_Written task_.
Go through the records underneath and write each one out again exactly.

_Provided information_.
———

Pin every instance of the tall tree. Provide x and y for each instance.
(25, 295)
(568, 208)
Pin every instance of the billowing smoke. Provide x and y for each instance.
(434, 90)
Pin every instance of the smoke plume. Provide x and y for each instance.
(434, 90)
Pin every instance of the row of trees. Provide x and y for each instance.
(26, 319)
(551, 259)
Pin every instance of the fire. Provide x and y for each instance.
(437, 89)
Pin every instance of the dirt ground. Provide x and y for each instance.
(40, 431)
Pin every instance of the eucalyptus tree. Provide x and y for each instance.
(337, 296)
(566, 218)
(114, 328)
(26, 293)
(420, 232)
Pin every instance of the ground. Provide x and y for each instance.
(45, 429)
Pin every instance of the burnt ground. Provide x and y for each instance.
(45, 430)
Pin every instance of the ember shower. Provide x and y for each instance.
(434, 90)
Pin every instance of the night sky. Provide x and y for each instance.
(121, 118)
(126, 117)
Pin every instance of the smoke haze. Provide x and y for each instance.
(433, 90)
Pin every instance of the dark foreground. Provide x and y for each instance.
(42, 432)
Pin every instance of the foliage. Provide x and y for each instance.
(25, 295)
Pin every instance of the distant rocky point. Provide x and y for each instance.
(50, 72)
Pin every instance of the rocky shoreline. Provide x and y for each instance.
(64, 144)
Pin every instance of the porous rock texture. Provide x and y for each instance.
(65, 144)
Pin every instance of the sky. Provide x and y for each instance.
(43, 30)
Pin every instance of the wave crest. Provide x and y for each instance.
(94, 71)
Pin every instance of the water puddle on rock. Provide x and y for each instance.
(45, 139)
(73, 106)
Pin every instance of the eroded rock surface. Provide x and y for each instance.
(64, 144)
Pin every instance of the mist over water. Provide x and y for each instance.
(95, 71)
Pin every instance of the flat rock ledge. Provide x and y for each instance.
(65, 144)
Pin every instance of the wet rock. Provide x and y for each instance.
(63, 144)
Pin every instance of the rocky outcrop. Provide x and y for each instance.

———

_Finished exercise_.
Pin every instance of the tall tree. Provide x and y for each instance.
(25, 295)
(568, 208)
Pin every instance of the billowing smoke. Provide x and y for each instance.
(434, 90)
Pin every instance of the smoke plume. Provide x and y for each instance.
(434, 90)
Pin every instance of the row of trees. Provide x and y for each instance.
(26, 319)
(551, 259)
Pin every instance of the fire. Provide x and y for each instance.
(437, 89)
Pin every instance of the dirt ground. Provide x and y for each instance.
(40, 431)
Pin every instance of the eucalyptus tree. Provide x and y for each instance.
(337, 296)
(566, 218)
(114, 328)
(26, 293)
(420, 232)
Pin every instance of the ground. Provide x and y for each instance.
(45, 429)
Pin every instance of the burnt ground. Provide x and y for each instance.
(45, 430)
Pin every instance of the ember shower. Provide x and y for each instance.
(434, 90)
Pin every instance of the night sky. Provide x and y for each instance.
(121, 118)
(126, 117)
Pin every instance of the smoke haze. Provide x and y for each instance.
(433, 90)
Pin every instance of the dark foreground. Provide x and y for each instance.
(42, 432)
Pin every instance of the foliage. Provide x and y for each instance.
(25, 295)
Pin every instance of the distant rocky point. Provide x and y for each instance.
(50, 72)
Pin every instance of the rocky shoreline. Provide x and y for each instance.
(64, 144)
Pin every instance of the porous rock texture. Provide x and y for each instance.
(65, 144)
Pin every instance of the sky. Provide x and y for each instance.
(43, 30)
Pin every instance of the wave crest. Provide x and y for each instance.
(94, 71)
Pin every instance of the water puddle on rock. Provide x and y for each instance.
(45, 139)
(73, 106)
Pin every instance of the eroded rock surface. Provide x and y for each instance.
(64, 144)
Pin every instance of the mist over water. Provide x and y for each instance.
(95, 71)
Pin every instance of the flat rock ledge. Provide x and y for each instance.
(65, 144)
Pin every instance of the wet rock. Provide x and y for each instance.
(63, 144)
Pin every instance of the rocky outcrop. Provide x and y for each instance.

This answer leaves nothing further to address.